= What the task requires =
Pick out every line of the records below that contains the word "hanging", and copy each one. Case counts.

[Pointing dataset records]
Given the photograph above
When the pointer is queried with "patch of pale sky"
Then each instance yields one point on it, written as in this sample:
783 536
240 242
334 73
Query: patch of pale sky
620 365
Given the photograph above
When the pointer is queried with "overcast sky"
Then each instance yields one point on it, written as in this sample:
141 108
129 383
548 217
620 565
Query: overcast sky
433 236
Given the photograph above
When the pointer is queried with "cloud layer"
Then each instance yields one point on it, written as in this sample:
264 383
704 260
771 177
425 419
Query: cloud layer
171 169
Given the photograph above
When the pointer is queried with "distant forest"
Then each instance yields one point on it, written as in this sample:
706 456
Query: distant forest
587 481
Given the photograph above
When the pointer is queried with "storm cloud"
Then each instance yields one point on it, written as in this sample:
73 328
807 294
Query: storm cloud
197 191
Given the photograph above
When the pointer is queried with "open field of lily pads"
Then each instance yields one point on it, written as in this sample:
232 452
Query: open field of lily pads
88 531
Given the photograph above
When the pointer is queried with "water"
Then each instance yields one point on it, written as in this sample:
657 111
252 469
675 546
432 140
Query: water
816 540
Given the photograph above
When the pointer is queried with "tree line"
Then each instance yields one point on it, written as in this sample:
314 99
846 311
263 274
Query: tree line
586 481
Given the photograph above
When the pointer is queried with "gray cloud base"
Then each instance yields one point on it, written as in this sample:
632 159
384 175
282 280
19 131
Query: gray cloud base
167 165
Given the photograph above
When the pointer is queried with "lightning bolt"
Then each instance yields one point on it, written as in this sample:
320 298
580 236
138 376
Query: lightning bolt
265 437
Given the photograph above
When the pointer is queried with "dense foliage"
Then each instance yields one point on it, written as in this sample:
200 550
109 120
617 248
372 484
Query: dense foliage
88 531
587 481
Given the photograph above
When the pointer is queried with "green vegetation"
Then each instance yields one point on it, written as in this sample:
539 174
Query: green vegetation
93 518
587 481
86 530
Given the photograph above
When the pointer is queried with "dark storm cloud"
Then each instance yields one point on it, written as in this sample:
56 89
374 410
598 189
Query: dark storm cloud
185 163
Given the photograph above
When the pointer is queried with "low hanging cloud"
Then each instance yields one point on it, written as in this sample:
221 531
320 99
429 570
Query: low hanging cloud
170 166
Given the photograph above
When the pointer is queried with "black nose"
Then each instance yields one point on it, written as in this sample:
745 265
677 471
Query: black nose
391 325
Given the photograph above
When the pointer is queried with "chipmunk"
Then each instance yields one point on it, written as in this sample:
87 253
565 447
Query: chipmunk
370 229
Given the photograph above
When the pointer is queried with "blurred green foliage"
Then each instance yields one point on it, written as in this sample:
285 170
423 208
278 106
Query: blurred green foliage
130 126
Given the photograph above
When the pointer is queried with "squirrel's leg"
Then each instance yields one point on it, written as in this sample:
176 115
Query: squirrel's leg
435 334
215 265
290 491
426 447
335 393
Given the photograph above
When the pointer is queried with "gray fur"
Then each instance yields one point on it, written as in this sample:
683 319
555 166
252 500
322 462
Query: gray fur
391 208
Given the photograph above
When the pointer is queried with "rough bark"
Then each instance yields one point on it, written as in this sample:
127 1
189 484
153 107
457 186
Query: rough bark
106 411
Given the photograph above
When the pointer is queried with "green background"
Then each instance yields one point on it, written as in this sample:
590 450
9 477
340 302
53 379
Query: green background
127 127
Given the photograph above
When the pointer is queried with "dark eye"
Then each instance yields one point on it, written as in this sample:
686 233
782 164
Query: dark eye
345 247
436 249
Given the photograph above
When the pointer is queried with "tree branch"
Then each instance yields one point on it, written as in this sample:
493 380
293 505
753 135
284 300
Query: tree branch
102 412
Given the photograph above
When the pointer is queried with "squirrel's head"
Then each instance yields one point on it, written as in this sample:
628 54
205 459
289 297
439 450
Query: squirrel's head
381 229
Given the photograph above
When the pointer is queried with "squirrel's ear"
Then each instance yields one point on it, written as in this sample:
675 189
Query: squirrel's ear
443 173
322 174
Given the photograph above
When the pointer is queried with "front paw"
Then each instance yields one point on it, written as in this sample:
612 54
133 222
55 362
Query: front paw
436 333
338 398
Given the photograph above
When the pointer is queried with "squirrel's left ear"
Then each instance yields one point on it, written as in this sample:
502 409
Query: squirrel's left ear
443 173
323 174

= Solution =
When the pointer is queried with "low hanging cloud"
Query: low hanging cloud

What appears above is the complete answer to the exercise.